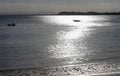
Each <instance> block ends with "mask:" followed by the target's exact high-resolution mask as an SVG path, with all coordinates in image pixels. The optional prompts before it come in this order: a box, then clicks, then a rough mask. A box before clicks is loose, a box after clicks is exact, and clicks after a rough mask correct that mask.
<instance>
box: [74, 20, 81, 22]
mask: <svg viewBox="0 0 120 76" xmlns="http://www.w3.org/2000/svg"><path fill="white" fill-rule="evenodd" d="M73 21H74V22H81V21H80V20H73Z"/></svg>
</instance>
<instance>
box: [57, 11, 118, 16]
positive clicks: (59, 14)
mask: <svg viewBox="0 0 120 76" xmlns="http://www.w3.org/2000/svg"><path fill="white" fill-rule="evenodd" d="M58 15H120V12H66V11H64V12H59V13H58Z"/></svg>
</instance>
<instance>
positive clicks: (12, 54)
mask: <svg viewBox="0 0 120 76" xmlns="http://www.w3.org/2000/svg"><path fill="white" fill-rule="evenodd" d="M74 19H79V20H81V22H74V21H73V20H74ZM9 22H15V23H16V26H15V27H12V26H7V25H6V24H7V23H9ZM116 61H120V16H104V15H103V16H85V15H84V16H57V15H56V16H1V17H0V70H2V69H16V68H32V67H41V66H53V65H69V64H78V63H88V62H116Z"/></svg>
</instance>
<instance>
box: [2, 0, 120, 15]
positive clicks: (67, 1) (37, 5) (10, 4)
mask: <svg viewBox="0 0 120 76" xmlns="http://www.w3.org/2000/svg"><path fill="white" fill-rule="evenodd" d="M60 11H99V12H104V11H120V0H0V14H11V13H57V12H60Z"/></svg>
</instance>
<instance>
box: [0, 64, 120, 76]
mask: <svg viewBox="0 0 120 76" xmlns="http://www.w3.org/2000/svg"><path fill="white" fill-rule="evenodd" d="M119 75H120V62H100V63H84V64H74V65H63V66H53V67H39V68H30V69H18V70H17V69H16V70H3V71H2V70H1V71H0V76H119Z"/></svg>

^^^^^^^^

§ Instructions for the task
Start at the top line above and repeat the records verbatim, leaving images out.

§ Output below
Each <instance> block ends with "mask:" followed by the target's exact high-resolution mask as an SVG path, with all coordinates in image pixels. The optional prompts before it come in this order: a box, then clicks, then a rough mask. A box before clicks is loose, a box after clicks is exact, and clicks after a rough mask correct that mask.
<instance>
box: [74, 20, 81, 22]
mask: <svg viewBox="0 0 120 76" xmlns="http://www.w3.org/2000/svg"><path fill="white" fill-rule="evenodd" d="M73 21H74V22H81V21H80V20H73Z"/></svg>
</instance>
<instance>
box: [57, 11, 118, 16]
positive clicks: (59, 14)
mask: <svg viewBox="0 0 120 76" xmlns="http://www.w3.org/2000/svg"><path fill="white" fill-rule="evenodd" d="M58 15H120V12H66V11H64V12H59V13H58Z"/></svg>
</instance>
<instance>
positive clicks: (12, 54)
mask: <svg viewBox="0 0 120 76" xmlns="http://www.w3.org/2000/svg"><path fill="white" fill-rule="evenodd" d="M74 19H79V20H81V22H74V21H73V20H74ZM9 22H15V23H16V26H15V27H12V26H7V25H6V24H7V23H9ZM116 61H120V16H104V15H103V16H85V15H84V16H57V15H56V16H1V17H0V70H2V69H16V68H32V67H41V66H53V65H69V64H78V63H88V62H116Z"/></svg>
</instance>
<instance>
box: [2, 0, 120, 15]
positive clicks: (67, 1) (37, 5) (10, 4)
mask: <svg viewBox="0 0 120 76" xmlns="http://www.w3.org/2000/svg"><path fill="white" fill-rule="evenodd" d="M60 11H99V12H104V11H120V0H0V14H11V13H57V12H60Z"/></svg>
</instance>
<instance>
box: [0, 64, 120, 76]
mask: <svg viewBox="0 0 120 76" xmlns="http://www.w3.org/2000/svg"><path fill="white" fill-rule="evenodd" d="M119 75H120V62H100V63H84V64H74V65H63V66H53V67H39V68H30V69H18V70H17V69H16V70H3V71H2V70H1V71H0V76H119Z"/></svg>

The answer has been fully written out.